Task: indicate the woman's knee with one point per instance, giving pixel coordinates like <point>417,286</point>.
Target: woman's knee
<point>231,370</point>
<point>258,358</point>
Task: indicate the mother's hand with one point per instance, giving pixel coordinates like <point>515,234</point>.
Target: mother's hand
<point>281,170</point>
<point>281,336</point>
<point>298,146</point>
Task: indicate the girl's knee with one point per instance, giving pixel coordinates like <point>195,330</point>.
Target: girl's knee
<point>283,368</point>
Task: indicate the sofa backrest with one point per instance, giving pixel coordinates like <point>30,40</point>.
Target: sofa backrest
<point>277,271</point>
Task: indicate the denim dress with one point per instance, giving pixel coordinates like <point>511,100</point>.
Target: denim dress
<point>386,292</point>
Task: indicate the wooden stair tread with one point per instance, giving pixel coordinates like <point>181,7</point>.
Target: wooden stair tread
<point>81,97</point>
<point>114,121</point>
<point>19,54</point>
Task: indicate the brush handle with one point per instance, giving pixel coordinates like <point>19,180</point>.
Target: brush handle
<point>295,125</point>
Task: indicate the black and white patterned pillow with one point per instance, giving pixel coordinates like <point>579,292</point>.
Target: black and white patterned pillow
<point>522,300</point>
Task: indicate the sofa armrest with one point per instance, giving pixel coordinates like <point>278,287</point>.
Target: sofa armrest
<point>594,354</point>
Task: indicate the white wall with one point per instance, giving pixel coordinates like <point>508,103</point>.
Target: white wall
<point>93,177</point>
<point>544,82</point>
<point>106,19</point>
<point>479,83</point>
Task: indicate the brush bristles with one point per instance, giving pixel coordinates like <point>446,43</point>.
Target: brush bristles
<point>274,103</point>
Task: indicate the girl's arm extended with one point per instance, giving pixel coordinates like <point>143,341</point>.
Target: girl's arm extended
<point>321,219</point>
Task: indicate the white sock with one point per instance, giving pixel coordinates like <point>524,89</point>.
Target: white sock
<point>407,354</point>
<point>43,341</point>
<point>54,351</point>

* **Exercise aim**: Convert the rows above into a numbered list, one line per item, and leave out any blank lines.

* **The solution**:
1. Task: indicate the woman's knee with one point per instance, giving pixel coordinates like <point>417,286</point>.
2. Target: woman's knee
3. <point>231,370</point>
4. <point>258,358</point>
5. Task: indicate the mother's hand with one point per instance, giving pixel coordinates like <point>515,234</point>.
6. Target: mother's hand
7. <point>281,170</point>
8. <point>281,336</point>
9. <point>298,146</point>
10. Task: indicate the girl's knee with one point per instance, giving pixel coordinates like <point>195,330</point>.
11. Target: girl's knee
12. <point>283,368</point>
13. Task: indicate the sofa backrest with one point per instance, giving pixel coordinates like <point>30,40</point>.
14. Target: sofa backrest
15. <point>277,271</point>
16. Task: indicate the denim dress with one point per instance, giving pixel coordinates like <point>511,100</point>.
17. Target: denim dress
18. <point>386,292</point>
19. Task: indicate the wooden stair tread with one point per instance, giving pixel coordinates like <point>181,7</point>.
20. Target: wooden stair tread
21. <point>81,97</point>
22. <point>114,121</point>
23. <point>19,54</point>
24. Task: indicate the brush handle with one point per instance, giving pixel coordinates like <point>19,180</point>.
25. Target: brush handle
26. <point>295,125</point>
27. Task: indicate the black and white patterned pillow with one point per instance, giving pixel coordinates like <point>579,292</point>.
28. Target: black and white patterned pillow
29. <point>522,300</point>
30. Task: indicate the sofa armrest with one point per instance, giving pixel coordinates like <point>278,287</point>.
31. Target: sofa armrest
32. <point>594,354</point>
33. Task: indicate the white wall with one point per instance, giving pixel coordinates like <point>508,103</point>.
34. Target: white wall
35. <point>93,177</point>
36. <point>544,82</point>
37. <point>106,19</point>
38. <point>479,83</point>
39. Task: indicate the brush bristles with one point per instance, giving pixel coordinates like <point>446,43</point>.
40. Target: brush bristles
41. <point>274,103</point>
42. Task: indicate the girl's arm extended with one point per instance, giving pixel coordinates like <point>143,341</point>.
43. Target: girl's arm extended
44. <point>321,219</point>
45. Task: indicate the white sock with one point per instance, giving pixel coordinates like <point>524,89</point>.
46. Target: white sock
47. <point>407,354</point>
48. <point>43,341</point>
49. <point>54,351</point>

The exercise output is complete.